··· Information supplied ···

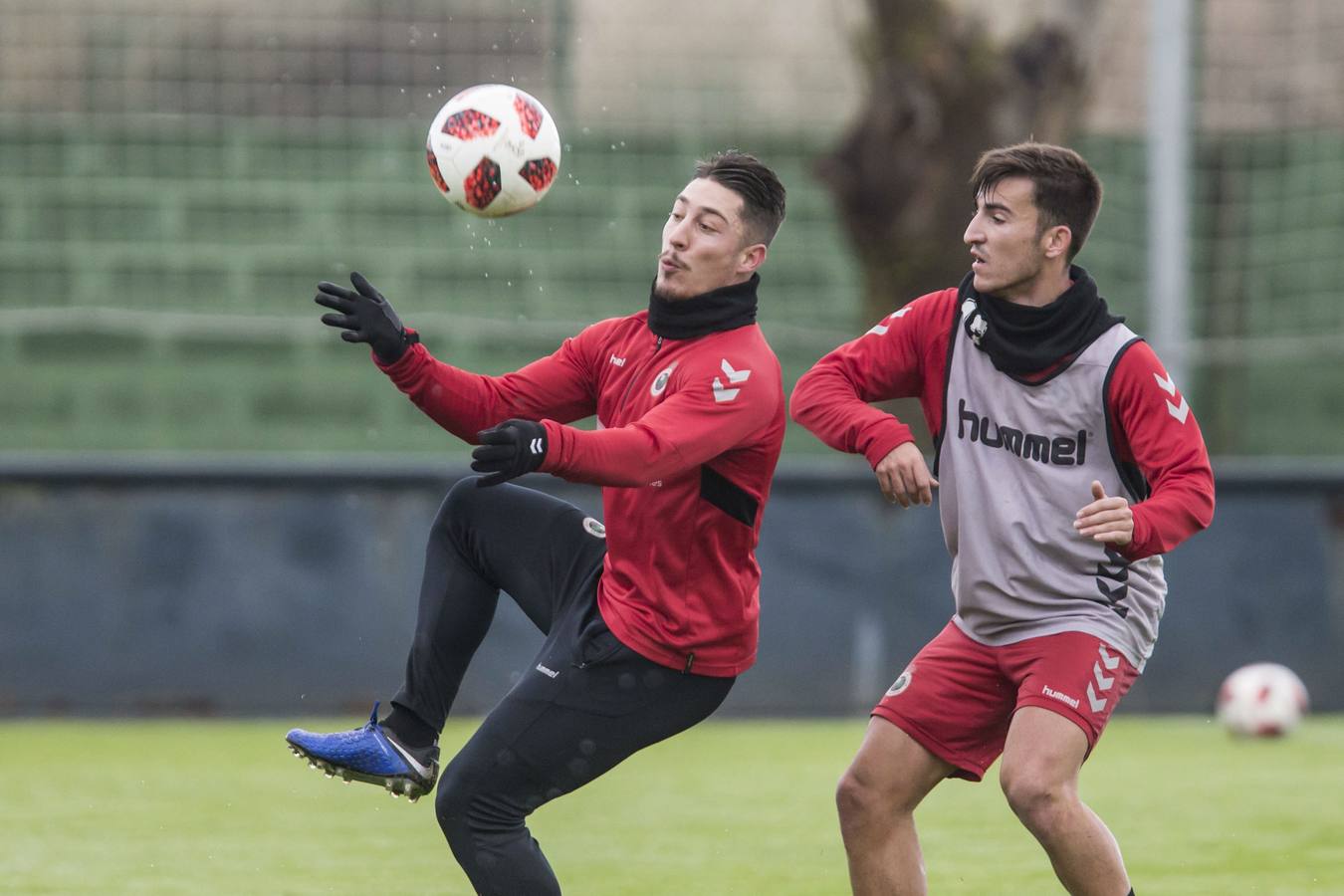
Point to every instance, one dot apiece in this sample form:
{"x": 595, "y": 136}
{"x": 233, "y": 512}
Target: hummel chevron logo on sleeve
{"x": 721, "y": 391}
{"x": 1168, "y": 385}
{"x": 879, "y": 330}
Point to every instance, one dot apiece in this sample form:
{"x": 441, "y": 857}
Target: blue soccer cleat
{"x": 368, "y": 754}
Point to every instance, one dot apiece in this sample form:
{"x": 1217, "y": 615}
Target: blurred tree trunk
{"x": 940, "y": 93}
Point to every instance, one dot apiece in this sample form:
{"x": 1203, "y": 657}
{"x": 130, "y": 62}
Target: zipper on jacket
{"x": 642, "y": 367}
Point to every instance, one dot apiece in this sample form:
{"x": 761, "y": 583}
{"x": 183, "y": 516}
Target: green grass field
{"x": 728, "y": 807}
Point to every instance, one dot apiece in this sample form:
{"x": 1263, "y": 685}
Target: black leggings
{"x": 586, "y": 703}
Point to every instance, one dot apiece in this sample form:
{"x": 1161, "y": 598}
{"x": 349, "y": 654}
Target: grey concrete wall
{"x": 260, "y": 588}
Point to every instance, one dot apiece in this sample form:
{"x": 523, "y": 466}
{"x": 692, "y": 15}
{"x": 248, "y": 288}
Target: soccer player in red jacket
{"x": 1067, "y": 462}
{"x": 648, "y": 618}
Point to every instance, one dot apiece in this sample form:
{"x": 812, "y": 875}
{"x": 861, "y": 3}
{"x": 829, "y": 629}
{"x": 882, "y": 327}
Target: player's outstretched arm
{"x": 364, "y": 316}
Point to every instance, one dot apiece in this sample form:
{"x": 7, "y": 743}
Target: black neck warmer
{"x": 719, "y": 310}
{"x": 1023, "y": 338}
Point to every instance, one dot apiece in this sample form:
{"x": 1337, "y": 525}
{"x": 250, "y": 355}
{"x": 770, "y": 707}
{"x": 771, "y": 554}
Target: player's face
{"x": 1009, "y": 256}
{"x": 705, "y": 242}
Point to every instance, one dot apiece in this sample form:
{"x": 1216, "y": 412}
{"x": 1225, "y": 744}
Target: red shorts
{"x": 957, "y": 696}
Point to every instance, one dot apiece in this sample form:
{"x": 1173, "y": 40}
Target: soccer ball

···

Return each line of the material above that contains the word "soccer", copied unchanged.

Written response
Target: blue soccer cleat
Target: soccer player in red jacket
Target: soccer ball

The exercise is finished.